She was Elizabeth Nevilles until she was fifteen, when she married Frank Cotten. She joined the Baptist church and played music there. “The deacon told me I couldn't play my worldly songs. I give this church the credit of learning to play church songs.” She was baptized; she had a child. Gradually there was too much work, and church, and family, and she stopped playing music. The story of how she started playing again and how she started giving concerts began with a Christmas job in a Washington, D.C., department store, twenty-five or thirty years later.

“They hired me to sell dolls, baby dolls. Two or three of us worked there and one day the door opened and this lady walked in and I made a wish, I wished to work for her. Why? Because she looked like such a good Christian lady. I didn’t say a word to nobody. I was making that wish when she walked up to me and said, I come to see dolls for my two girls. I searched around and found a doll that she liked. Then the oldest little girl got strayed off in the store and she was crying because she didn't know how to get to her mother. I took her up and her mother said, Have you been working here long? and I said no. She said, If you ever decide to stop working here, call this number, and she handed me a card with her phone number. I felt like I had my job right then. When New Year’s was over I found that lady’s phone number and I went right to the phone and called her and made her know who was calling. She said, Can you come out? You know I was going to say yes. When I got there she was waiting for me and we went up to the third floor and she told me everything she wanted me to do. She said, Don’t try to do everything in one day. Arrange this work the way you want to do it, just as long as you get it done. Downstairs in the kitchen she said, Go into the icebox, get yourself a glass of milk, get yourself bread and butter, cookie, apple, or orange. Just anything you see around that you want to eat, sit down ten or fifteen minutes and eat that. Nobody should work eight hours without taking a little rest between time. Well, when she said that to me, I fell in love with her, sure enough. Nobody had ever said that to me. My mother had never said. Babe, sit down, ain’t you tired. When she said that to me it made me love her.” Elizabeth Cotten worked every Saturday for the Seeger family: Ruth Crawford Seeger, composer; Charles Seeger, ethnomusicologist and father of Pete Seeger; and their children, Mike, Peggy, who is the folksinger married to folksinger Ewan MacColi, Barbara, and Penelope, a homestyle musician. (“I got my other name when I was working in the Seeger family. The two-year-old couldn’t say my name, Elizabeth. She said, ‘I can’t say that word. I’m gonna call you Libba.' "

It was about five years later that they discovered she could play music. As Mike recalls, she told them she had almost forgotten how to play. Having all those instruments around reminded her and she just took them down and started to play. Mike Seeger started recording her almost immediately thereafter, and in 1957 recorded her for Folkways. “We recorded her whole album with her on the second floor of her house, with her grandchildren and great-grandchildren all hanging around while we were recording late at night. It was very homey. That got the idea around, the idea that she could play. At that time there was no possibility of playing concerts; people just didn’t do that. A couple of years later, largely as a result of that record, we had a possibility of putting a concert on together and so we did.” That first concert was at Swarthmore College in Pennsylvania, a small, liberal arts school that in the Forties and Fifties sponsored folk festivals and, in the mid-Sixties, turned to folk rock and hard rock. “Then she did all the folk festivals in the mid-Sixties: UCLA, Newport, Chicago in ’61 or ’62.’’

Her concerts are a mixture of song and story. The songs are her own or they are church songs, and the stories are about her childhood, her family, and Chapel Hill. But you don’t learn much about Chapel Hill from her, and for the same reason that you can’t ask her what she thinks of San Diego. As Mike Seeger explains, “Libba doesn’t really have a sense of place. Some people’s consciousness is such that it’s more important where you’re at as a person than where you’re at on land. Beyond that, you have a sense of priorities when you get to that age. The most important thing to her is how people are doing, how she feels.”

● ● ● ● ● ● ●

> [Exercise 1]: According to the profile of Elizabeth Cotten, at which school did her first concert take place?
> [Exercise 2]: Continue the profile of Elizabeth Cotten from where it stops.

> [Data lines]:
● ● ● ● ● ● ●

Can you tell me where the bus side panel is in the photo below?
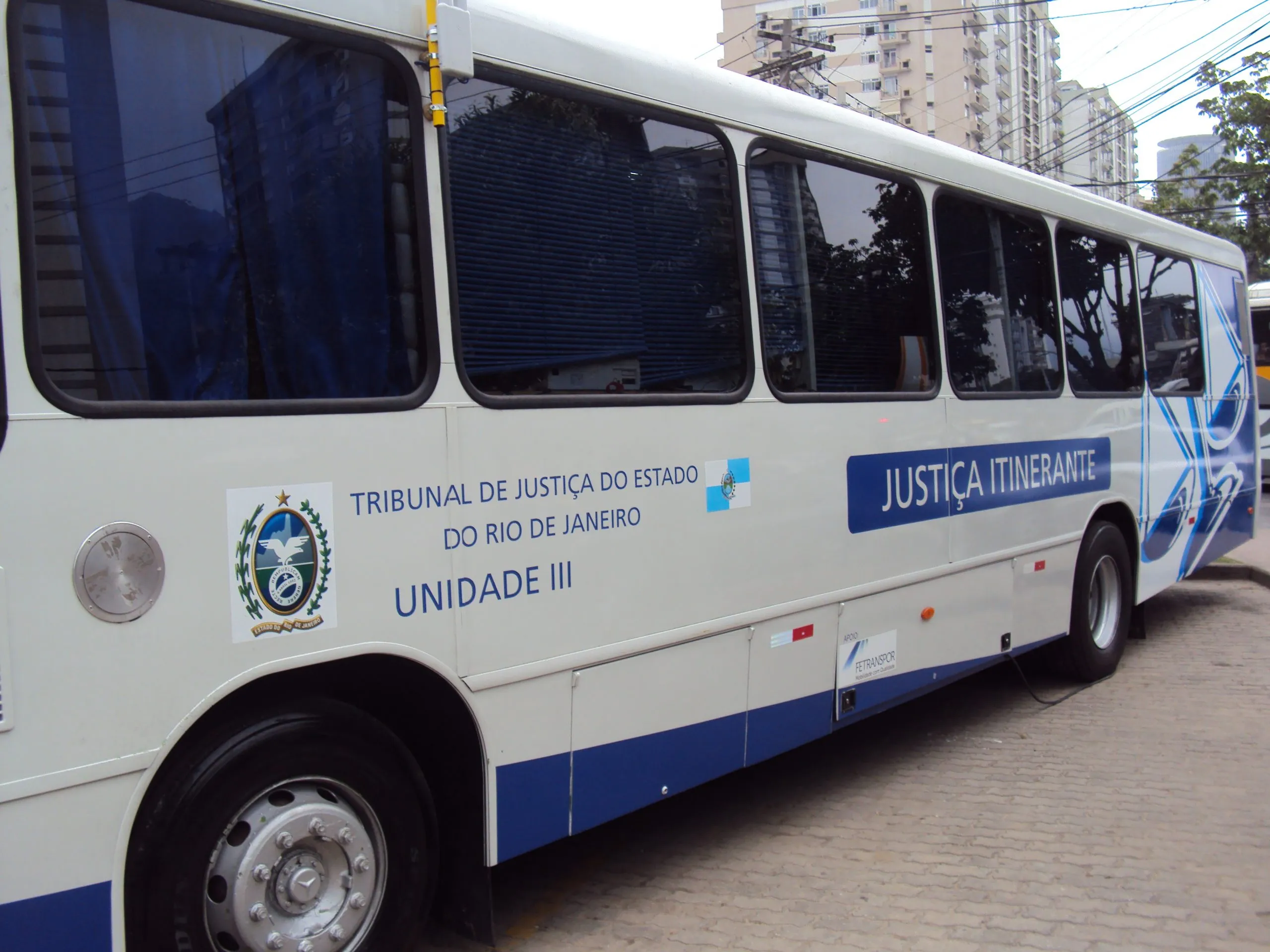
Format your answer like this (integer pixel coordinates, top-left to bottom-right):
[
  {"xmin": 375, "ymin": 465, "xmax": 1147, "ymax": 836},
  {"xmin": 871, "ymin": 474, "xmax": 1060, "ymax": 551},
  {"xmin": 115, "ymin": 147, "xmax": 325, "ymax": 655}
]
[
  {"xmin": 470, "ymin": 671, "xmax": 573, "ymax": 863},
  {"xmin": 0, "ymin": 773, "xmax": 141, "ymax": 952},
  {"xmin": 572, "ymin": 628, "xmax": 751, "ymax": 833},
  {"xmin": 1138, "ymin": 261, "xmax": 1259, "ymax": 600}
]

● ● ● ● ● ● ●

> [Expected answer 1]: Swarthmore College in Pennsylvania.

> [Expected answer 2]:
  • When I’m dead and in my grave
  • No more good times do I crave.
  • Place a stone at my head and feet
  • Tell my friends that I've gone to sleep.

“When you got one tune, you get two. When you get two, you get three. And you just keep going on.”

Everyone asks Elizabeth Cotten where her music comes from, and if the words are about her life. “That’s what everybody says. I don’t think so. I was just a child, young, and didn’t know nothing else to sing so I just put the words together. The music comes from me,” she says with a laugh, Hee hee. “Most of those things I just . . . it’s me. There’s one or two, like ‘When I’m Gone.’ It’s an old tune; I put words to it to write the song about myself, but it’s old. I heard it ever since I growed up. When I learned to play the guitar I just wanted to do it, so I did. I guess you’ve heard it? ‘When I’m gone. I’m gonna come no more. Friend, you gonna miss me when I’m gone.’ It’s about me and it’s my words.”

Mike Seeger says of her music, “It comes from Afro-American Southern people, but there was also a fair amount of parlor music around then, too. Banjo picking, band music, church music, all of these things have gone into her music. It’s not exactly a pure thing, what she’s done. She’s a creative musician. Most musicians of that kind will take ideas from different places and put them together as they see fit, and then it’ll be their own.

.“Her last major creative spurt, as far as I’m concerned, was in the mid-Sixties when she was seventy years old. She did some things in the early Seventies, too — playing with time, theme and variation ideas. I recorded a long version of ‘Wilson Rag.’ She was constantly changing it each time she played it. To most people, until they’ve heard her for a few years, it sounds just the same.

“People like to hear her talk on the stage just as much as hear her music because her music is far more subtle than her speech. Her music is incredibly subtle and complex and well thought out. I play music with her so that I get to know her music better. It still develops in lesser ways. I’m amazed that she’s able to think that way at age eighty-six. When I play with her, that’s when she really starts taking the right and left turns all the time, weaving around, because she wants to make it difficult for me, or challenging, should I say. Sometimes she’s conscious of it, sometimes I’m not sure. She says she doesn’t know she’s doing a lot of it, but I know from the way that she smiles at me when she throws me a curve. She can be evil — sometimes it’s sly, sometimes it’s playful.”

She introduces one of her songs this way: “When I was a little girl my mother worked all the time. We had a neighbor. Miss Mary was very nice to me. When Momma was gone and there was no one to cook, she made biscuits in her hand, the kind when you bake it it has a lot of crumb. She did that for me so long I began to love Miss Mary very much. Then one day she told a lie about me. After that I used.to sit on my porch and sing a song that she didn’t know was about her. Now there ain’t nobody to punish me because they [her parents] both dead, so i can say it now: Miss Mary, this song’s about you. 'There is one old woman. Lord, in this town, keep her telling her lies on me. I wish to my soul that old woman would die ...' "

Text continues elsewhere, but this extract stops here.